--- Source records ---
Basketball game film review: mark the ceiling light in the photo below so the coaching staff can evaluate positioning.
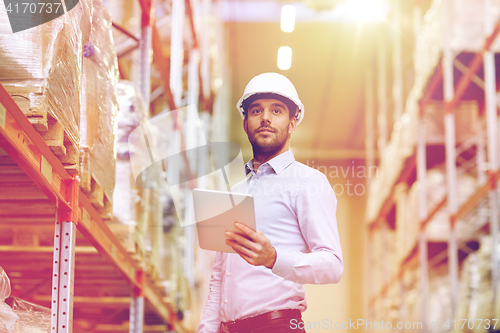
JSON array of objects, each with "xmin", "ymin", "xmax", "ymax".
[
  {"xmin": 339, "ymin": 0, "xmax": 390, "ymax": 23},
  {"xmin": 280, "ymin": 5, "xmax": 296, "ymax": 32},
  {"xmin": 277, "ymin": 46, "xmax": 292, "ymax": 70}
]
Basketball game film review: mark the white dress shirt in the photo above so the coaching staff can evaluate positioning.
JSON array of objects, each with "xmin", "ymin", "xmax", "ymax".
[{"xmin": 198, "ymin": 149, "xmax": 343, "ymax": 333}]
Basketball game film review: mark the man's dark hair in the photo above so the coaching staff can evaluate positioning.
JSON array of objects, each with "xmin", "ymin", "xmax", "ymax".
[{"xmin": 242, "ymin": 93, "xmax": 298, "ymax": 121}]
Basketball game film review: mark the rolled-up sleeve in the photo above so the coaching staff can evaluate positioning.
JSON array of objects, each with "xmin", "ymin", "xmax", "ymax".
[
  {"xmin": 272, "ymin": 173, "xmax": 343, "ymax": 284},
  {"xmin": 198, "ymin": 252, "xmax": 223, "ymax": 333}
]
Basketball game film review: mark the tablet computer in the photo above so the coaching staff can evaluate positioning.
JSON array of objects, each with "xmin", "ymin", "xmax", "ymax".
[{"xmin": 193, "ymin": 188, "xmax": 256, "ymax": 253}]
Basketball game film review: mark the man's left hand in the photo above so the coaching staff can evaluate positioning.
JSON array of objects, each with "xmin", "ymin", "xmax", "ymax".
[{"xmin": 225, "ymin": 222, "xmax": 277, "ymax": 269}]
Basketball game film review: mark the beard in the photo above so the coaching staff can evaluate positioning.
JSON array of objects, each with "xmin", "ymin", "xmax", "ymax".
[{"xmin": 247, "ymin": 124, "xmax": 289, "ymax": 156}]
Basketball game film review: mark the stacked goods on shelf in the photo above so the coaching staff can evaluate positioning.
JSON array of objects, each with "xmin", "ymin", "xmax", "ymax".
[
  {"xmin": 401, "ymin": 264, "xmax": 451, "ymax": 332},
  {"xmin": 0, "ymin": 267, "xmax": 50, "ymax": 332},
  {"xmin": 428, "ymin": 264, "xmax": 452, "ymax": 331},
  {"xmin": 127, "ymin": 109, "xmax": 173, "ymax": 276},
  {"xmin": 367, "ymin": 99, "xmax": 479, "ymax": 225},
  {"xmin": 111, "ymin": 81, "xmax": 149, "ymax": 264},
  {"xmin": 453, "ymin": 253, "xmax": 479, "ymax": 333},
  {"xmin": 471, "ymin": 236, "xmax": 495, "ymax": 333},
  {"xmin": 414, "ymin": 166, "xmax": 477, "ymax": 241},
  {"xmin": 394, "ymin": 182, "xmax": 411, "ymax": 266},
  {"xmin": 364, "ymin": 95, "xmax": 416, "ymax": 223},
  {"xmin": 387, "ymin": 282, "xmax": 401, "ymax": 330},
  {"xmin": 455, "ymin": 236, "xmax": 497, "ymax": 333},
  {"xmin": 423, "ymin": 101, "xmax": 478, "ymax": 145},
  {"xmin": 372, "ymin": 223, "xmax": 399, "ymax": 288},
  {"xmin": 415, "ymin": 0, "xmax": 500, "ymax": 95},
  {"xmin": 145, "ymin": 189, "xmax": 164, "ymax": 281},
  {"xmin": 113, "ymin": 81, "xmax": 147, "ymax": 224},
  {"xmin": 367, "ymin": 0, "xmax": 500, "ymax": 328},
  {"xmin": 404, "ymin": 267, "xmax": 420, "ymax": 326},
  {"xmin": 373, "ymin": 297, "xmax": 394, "ymax": 332},
  {"xmin": 400, "ymin": 164, "xmax": 477, "ymax": 261},
  {"xmin": 393, "ymin": 238, "xmax": 498, "ymax": 333},
  {"xmin": 370, "ymin": 230, "xmax": 382, "ymax": 300},
  {"xmin": 496, "ymin": 264, "xmax": 500, "ymax": 329},
  {"xmin": 156, "ymin": 195, "xmax": 186, "ymax": 305},
  {"xmin": 455, "ymin": 252, "xmax": 479, "ymax": 333},
  {"xmin": 79, "ymin": 0, "xmax": 119, "ymax": 217},
  {"xmin": 7, "ymin": 298, "xmax": 51, "ymax": 333},
  {"xmin": 0, "ymin": 0, "xmax": 91, "ymax": 169},
  {"xmin": 369, "ymin": 227, "xmax": 398, "ymax": 331},
  {"xmin": 365, "ymin": 0, "xmax": 498, "ymax": 225},
  {"xmin": 0, "ymin": 267, "xmax": 15, "ymax": 332},
  {"xmin": 138, "ymin": 188, "xmax": 163, "ymax": 280}
]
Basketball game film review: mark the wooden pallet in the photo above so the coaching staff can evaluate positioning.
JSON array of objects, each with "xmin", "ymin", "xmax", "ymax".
[
  {"xmin": 79, "ymin": 148, "xmax": 113, "ymax": 220},
  {"xmin": 4, "ymin": 81, "xmax": 115, "ymax": 218},
  {"xmin": 4, "ymin": 81, "xmax": 79, "ymax": 172},
  {"xmin": 81, "ymin": 174, "xmax": 113, "ymax": 220}
]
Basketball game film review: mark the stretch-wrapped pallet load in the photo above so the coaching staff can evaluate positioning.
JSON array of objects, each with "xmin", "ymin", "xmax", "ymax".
[
  {"xmin": 472, "ymin": 236, "xmax": 495, "ymax": 333},
  {"xmin": 405, "ymin": 164, "xmax": 477, "ymax": 249},
  {"xmin": 416, "ymin": 0, "xmax": 500, "ymax": 97},
  {"xmin": 386, "ymin": 281, "xmax": 401, "ymax": 327},
  {"xmin": 404, "ymin": 268, "xmax": 420, "ymax": 327},
  {"xmin": 0, "ymin": 267, "xmax": 15, "ymax": 332},
  {"xmin": 370, "ymin": 227, "xmax": 399, "ymax": 296},
  {"xmin": 0, "ymin": 267, "xmax": 50, "ymax": 333},
  {"xmin": 494, "ymin": 239, "xmax": 500, "ymax": 326},
  {"xmin": 428, "ymin": 264, "xmax": 452, "ymax": 331},
  {"xmin": 111, "ymin": 81, "xmax": 148, "ymax": 257},
  {"xmin": 455, "ymin": 253, "xmax": 479, "ymax": 333},
  {"xmin": 144, "ymin": 189, "xmax": 164, "ymax": 281},
  {"xmin": 402, "ymin": 265, "xmax": 451, "ymax": 331},
  {"xmin": 366, "ymin": 99, "xmax": 479, "ymax": 227},
  {"xmin": 454, "ymin": 236, "xmax": 498, "ymax": 333},
  {"xmin": 0, "ymin": 0, "xmax": 91, "ymax": 167},
  {"xmin": 424, "ymin": 101, "xmax": 478, "ymax": 145},
  {"xmin": 394, "ymin": 182, "xmax": 412, "ymax": 265},
  {"xmin": 79, "ymin": 0, "xmax": 119, "ymax": 215}
]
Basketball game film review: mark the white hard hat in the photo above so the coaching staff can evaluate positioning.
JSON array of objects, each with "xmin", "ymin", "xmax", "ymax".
[{"xmin": 236, "ymin": 73, "xmax": 304, "ymax": 125}]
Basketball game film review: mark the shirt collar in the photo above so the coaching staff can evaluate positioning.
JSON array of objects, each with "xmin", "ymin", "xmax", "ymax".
[{"xmin": 245, "ymin": 149, "xmax": 295, "ymax": 176}]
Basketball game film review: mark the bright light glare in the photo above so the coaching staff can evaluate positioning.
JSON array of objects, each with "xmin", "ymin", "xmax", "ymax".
[
  {"xmin": 277, "ymin": 46, "xmax": 292, "ymax": 70},
  {"xmin": 281, "ymin": 5, "xmax": 296, "ymax": 33},
  {"xmin": 339, "ymin": 0, "xmax": 390, "ymax": 23}
]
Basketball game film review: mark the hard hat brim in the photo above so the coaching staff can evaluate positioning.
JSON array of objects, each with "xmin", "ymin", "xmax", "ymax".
[{"xmin": 236, "ymin": 92, "xmax": 304, "ymax": 125}]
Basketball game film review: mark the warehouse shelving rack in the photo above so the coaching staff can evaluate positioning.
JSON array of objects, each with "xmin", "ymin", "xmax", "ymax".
[
  {"xmin": 365, "ymin": 0, "xmax": 500, "ymax": 330},
  {"xmin": 0, "ymin": 0, "xmax": 214, "ymax": 330},
  {"xmin": 0, "ymin": 79, "xmax": 189, "ymax": 332}
]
---
> **Task description**:
Reproduce every line from the preceding data in which the word "pallet" can be found.

> **Output of the exercise**:
Basketball game film review: mark the wooden pallet in the photo above so the coaching staff can evaluate positioning.
Basketball game film review: mark the stretch-wrapped pallet load in the photo above so the coaching staff can evaluate positioning.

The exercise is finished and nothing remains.